═══ Given records
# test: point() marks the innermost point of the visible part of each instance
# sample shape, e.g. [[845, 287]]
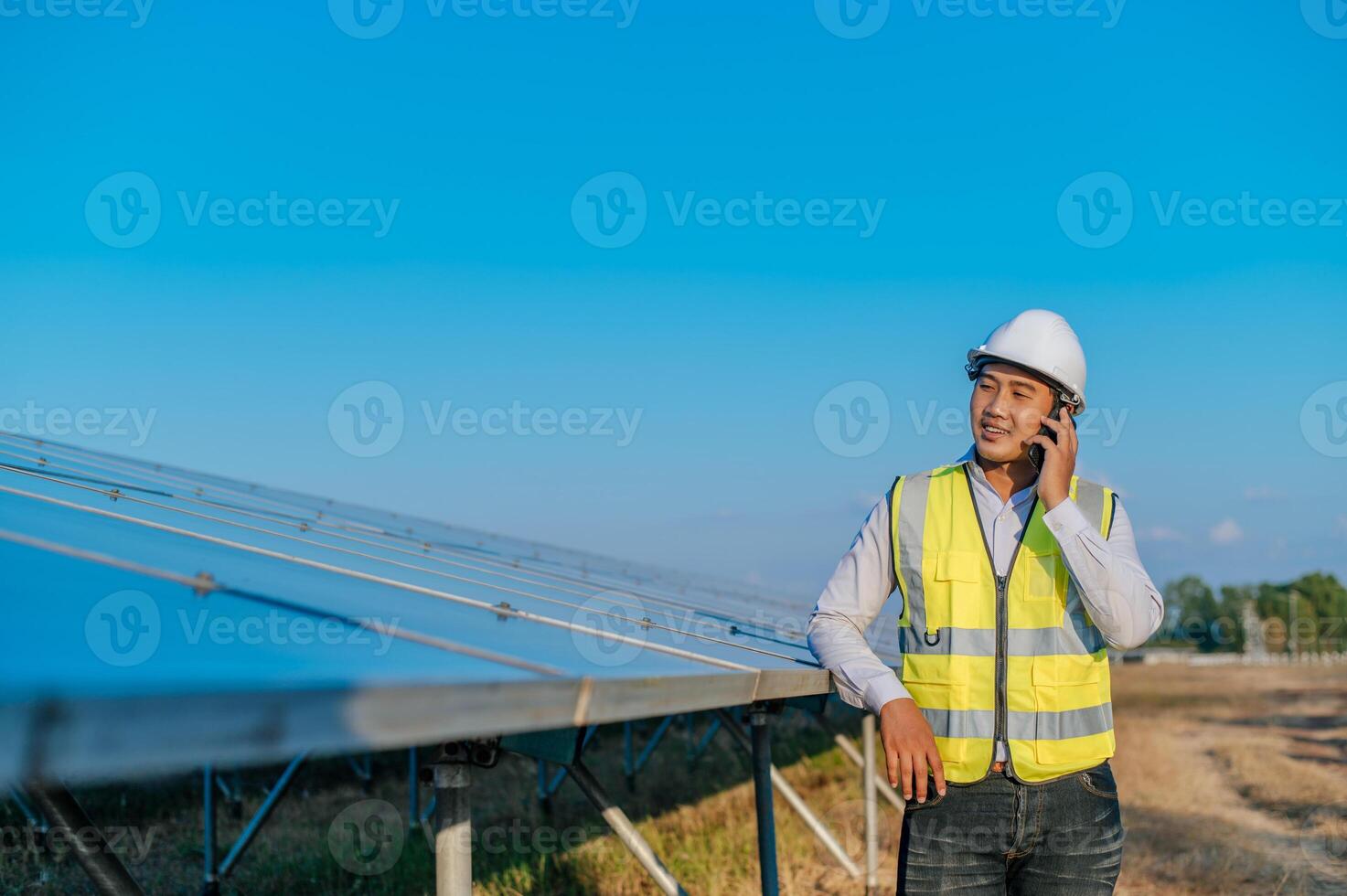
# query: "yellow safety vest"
[[989, 656]]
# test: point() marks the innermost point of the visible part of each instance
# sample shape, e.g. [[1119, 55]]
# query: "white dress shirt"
[[1114, 586]]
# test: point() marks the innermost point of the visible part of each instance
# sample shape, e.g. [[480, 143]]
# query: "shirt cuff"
[[1065, 520], [884, 688]]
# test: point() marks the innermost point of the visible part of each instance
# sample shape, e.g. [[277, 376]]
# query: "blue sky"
[[721, 317]]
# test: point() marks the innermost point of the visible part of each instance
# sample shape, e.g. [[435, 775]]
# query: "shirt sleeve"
[[1114, 586], [861, 583]]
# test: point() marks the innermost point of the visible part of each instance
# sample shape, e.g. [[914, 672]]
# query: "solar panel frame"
[[483, 666]]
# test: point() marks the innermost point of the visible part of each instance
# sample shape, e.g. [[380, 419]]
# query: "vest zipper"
[[1002, 648], [1002, 614]]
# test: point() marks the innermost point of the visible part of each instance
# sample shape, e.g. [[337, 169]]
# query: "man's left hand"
[[1059, 458]]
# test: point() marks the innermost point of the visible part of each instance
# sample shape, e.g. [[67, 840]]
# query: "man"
[[1016, 577]]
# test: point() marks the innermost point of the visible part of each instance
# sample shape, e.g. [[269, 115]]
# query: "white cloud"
[[1226, 532]]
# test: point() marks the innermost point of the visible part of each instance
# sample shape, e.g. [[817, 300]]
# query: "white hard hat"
[[1042, 343]]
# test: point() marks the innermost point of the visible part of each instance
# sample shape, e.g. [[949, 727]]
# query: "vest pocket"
[[1047, 576], [1071, 699], [940, 697], [957, 581]]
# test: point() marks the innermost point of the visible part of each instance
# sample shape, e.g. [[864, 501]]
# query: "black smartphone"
[[1036, 450]]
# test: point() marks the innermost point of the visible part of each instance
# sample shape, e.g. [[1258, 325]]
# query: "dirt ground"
[[1233, 781]]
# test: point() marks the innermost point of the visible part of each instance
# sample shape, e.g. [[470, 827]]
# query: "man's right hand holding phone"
[[910, 748]]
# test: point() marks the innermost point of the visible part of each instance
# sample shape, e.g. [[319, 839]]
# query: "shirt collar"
[[979, 477]]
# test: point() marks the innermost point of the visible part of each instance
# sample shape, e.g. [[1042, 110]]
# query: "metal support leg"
[[871, 808], [849, 750], [412, 791], [261, 816], [453, 832], [763, 798], [625, 832], [795, 801], [209, 883], [105, 870], [34, 822]]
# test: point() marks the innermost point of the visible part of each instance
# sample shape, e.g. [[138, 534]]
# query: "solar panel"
[[161, 619]]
══════
| What the task asks |
Please copy the listing from its start through the line containing "[[1016, 577]]", swapping "shirt" for "blouse" and leaving everything else as it is. Omit the pictures.

| Expected answer |
# test: point() marks the innermost point of the visible part of each instance
# sample shape, e.g. [[845, 287]]
# query: "yellow safety vest"
[[989, 656]]
# test: point() marks the innermost point of the visible part of each instance
# sample shape, e.g. [[1119, 55]]
# query: "white dress blouse"
[[1114, 586]]
# test: point() marks the innermost point of the visible part of each instance
# sample shape, e.g. [[480, 143]]
# query: "blouse cuff"
[[1065, 520], [884, 688]]
# test: point() marks the innermost point of the visible part of each instance
# sample shape, e.g. [[277, 376]]
# query: "blue sky"
[[721, 317]]
# test: point() marks the innermost point of the visible part of each instance
# sample shape, e.g. [[435, 775]]
# query: "blouse sleeve"
[[1114, 586], [861, 583]]
# test: point() marks the innermost point of the visible part of each instance
# sample shape, e.g. [[914, 672]]
# query: "solar panel frame"
[[483, 666]]
# test: point() marks the innermost point of the visible part of each instance
# sample shape, e.g. [[380, 419]]
# query: "vest zipper"
[[1002, 648], [1002, 614]]
# test: point() marks the innermost point of the visible part of each instance
# sample shape, e.g. [[337, 169]]
# query: "man's left hand"
[[1059, 458]]
# test: point() marks the innermost point of the visible part of each instance
# sample shape, e.g. [[67, 840]]
# query: "man"
[[1016, 577]]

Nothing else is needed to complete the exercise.